• [Given task]: Starting at the line that contains "Identify each instance of the large" and ending at the end of the data, rewrite those lines with "large window" swapped for "tall window" and everything else left unchanged.

►

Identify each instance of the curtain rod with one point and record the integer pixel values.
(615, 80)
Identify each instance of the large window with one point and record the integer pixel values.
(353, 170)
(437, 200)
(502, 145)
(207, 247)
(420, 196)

◄

• [Written answer]:
Identify each instance of the tall window with one point and record the integer pixel values.
(353, 170)
(437, 200)
(502, 145)
(207, 247)
(420, 196)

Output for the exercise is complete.